» PAGE EXCERPT
= = =
On August 31, the Drug Enforcement Administration (DEA) announced its intention to classify kratom as a Schedule I substance. Since then, a group of kratom vendors have filed a lawsuit against the government to block the move, and scientists have questioned whether they would be able to continue kratom research.
Now, the DEA is withdrawing its notice of intent to put kratom in the most restrictive category of controlled substances, along with drugs such as LSD and heroin. Instead, the DEA says it will open an official public comment period until December 1, 2016, for people to share their experiences using kratom as a medical treatment. The agency has also requested that the FDA expedite scientific research.
Kratom is derived from the leaves of a tree native to Southeast Asia. It is a relative of the coffee plant. According to David Kroll, a pharmacologist and medical writer, farmers and indigenous people have used it for hundreds of years as a stimulant to increase work output and as a way to relax.
= = =
» DATASET EXCERPTS
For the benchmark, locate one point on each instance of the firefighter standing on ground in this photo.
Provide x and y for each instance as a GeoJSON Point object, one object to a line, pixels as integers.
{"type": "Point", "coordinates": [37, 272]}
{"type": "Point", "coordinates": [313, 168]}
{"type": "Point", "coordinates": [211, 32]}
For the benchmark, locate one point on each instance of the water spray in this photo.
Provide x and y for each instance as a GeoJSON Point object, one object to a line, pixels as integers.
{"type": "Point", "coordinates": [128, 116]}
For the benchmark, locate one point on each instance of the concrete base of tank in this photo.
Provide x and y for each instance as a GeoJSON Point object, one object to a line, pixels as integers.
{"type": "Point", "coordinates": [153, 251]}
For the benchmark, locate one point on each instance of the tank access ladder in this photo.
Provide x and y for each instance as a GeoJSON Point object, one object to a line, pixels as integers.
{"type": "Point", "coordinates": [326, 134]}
= = =
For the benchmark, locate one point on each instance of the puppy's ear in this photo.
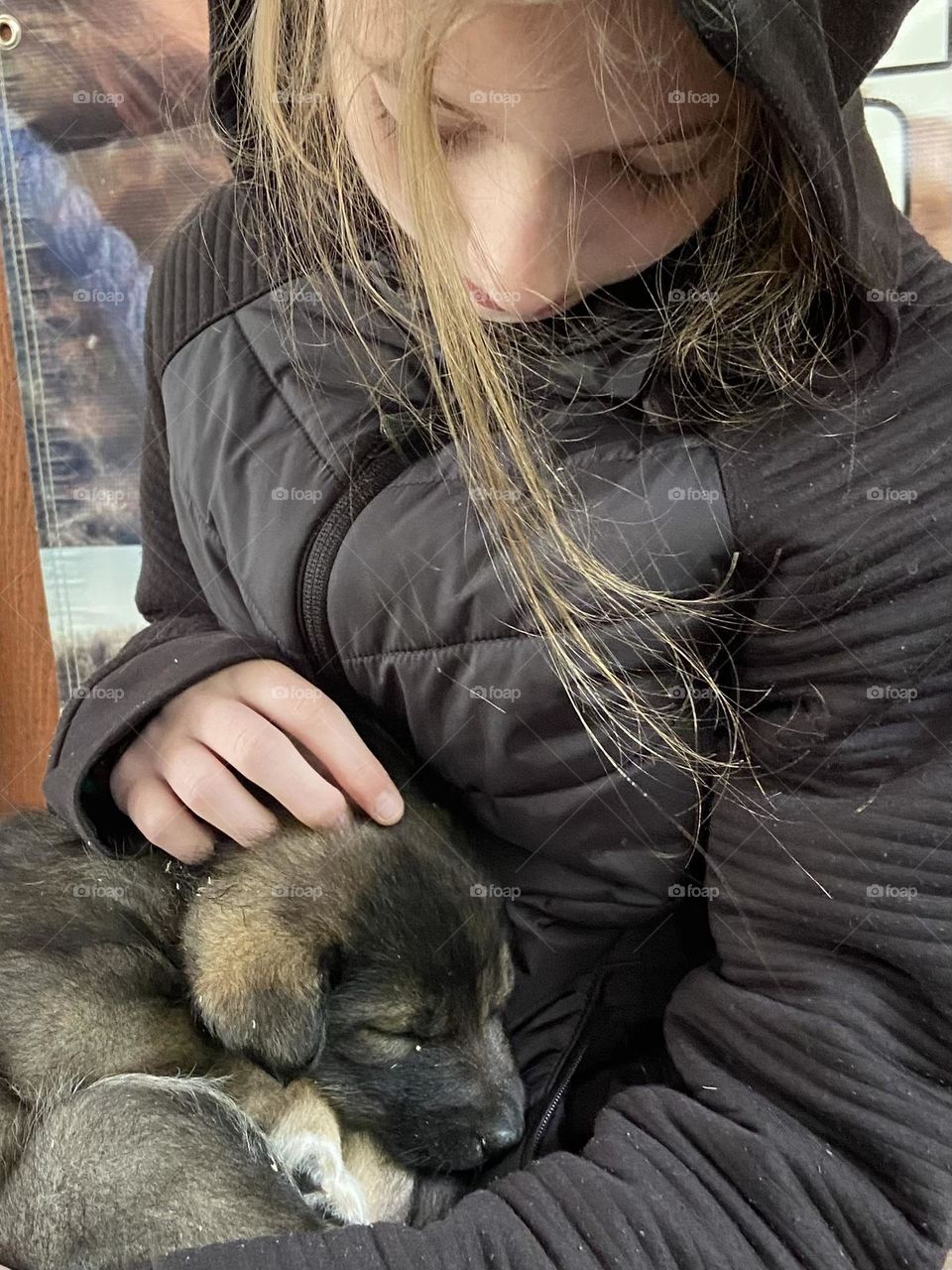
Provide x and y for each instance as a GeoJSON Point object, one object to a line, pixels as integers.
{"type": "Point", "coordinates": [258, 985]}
= = =
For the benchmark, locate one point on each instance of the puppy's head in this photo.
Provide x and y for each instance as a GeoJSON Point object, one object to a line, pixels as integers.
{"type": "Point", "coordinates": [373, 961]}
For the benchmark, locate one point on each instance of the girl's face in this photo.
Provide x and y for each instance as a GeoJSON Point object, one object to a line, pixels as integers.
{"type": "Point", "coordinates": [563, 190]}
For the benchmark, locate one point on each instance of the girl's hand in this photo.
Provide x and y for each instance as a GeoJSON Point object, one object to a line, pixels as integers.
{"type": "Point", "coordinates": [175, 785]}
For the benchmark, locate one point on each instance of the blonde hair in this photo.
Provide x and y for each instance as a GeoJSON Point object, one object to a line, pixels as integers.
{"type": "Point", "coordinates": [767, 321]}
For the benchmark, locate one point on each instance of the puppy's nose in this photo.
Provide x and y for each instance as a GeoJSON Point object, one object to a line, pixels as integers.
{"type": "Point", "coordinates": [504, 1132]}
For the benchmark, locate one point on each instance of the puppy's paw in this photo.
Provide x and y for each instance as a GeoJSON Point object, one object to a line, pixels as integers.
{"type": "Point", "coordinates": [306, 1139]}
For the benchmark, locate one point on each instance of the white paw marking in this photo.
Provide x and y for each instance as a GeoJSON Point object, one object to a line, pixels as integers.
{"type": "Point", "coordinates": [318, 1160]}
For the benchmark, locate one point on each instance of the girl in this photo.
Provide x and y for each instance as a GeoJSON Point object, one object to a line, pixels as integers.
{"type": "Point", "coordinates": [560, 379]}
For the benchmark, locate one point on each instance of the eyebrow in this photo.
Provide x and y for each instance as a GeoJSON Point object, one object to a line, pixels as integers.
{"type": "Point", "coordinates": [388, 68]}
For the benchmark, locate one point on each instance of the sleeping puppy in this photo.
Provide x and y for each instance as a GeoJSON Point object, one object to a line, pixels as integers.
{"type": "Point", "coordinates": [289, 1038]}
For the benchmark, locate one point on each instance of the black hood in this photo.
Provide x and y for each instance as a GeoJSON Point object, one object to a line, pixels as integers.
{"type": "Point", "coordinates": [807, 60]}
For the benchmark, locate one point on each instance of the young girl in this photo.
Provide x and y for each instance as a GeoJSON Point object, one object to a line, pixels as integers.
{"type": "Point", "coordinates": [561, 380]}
= = =
» EXERCISE
For each statement, say yes or no according to the kratom text, and quote the exact words of the text that decide it. 1. The DEA will take public comments until December 1, 2016. 2. Kratom is made from the roots of a tree native to Southeast Asia. 3. Kratom is related to the coffee plant.

» ANSWER FOR THE TASK
1. Yes: "open an official public comment period until December 1, 2016"
2. No: "Kratom is derived from the leaves of a tree native to Southeast Asia."
3. Yes: "It is a relative of the coffee plant."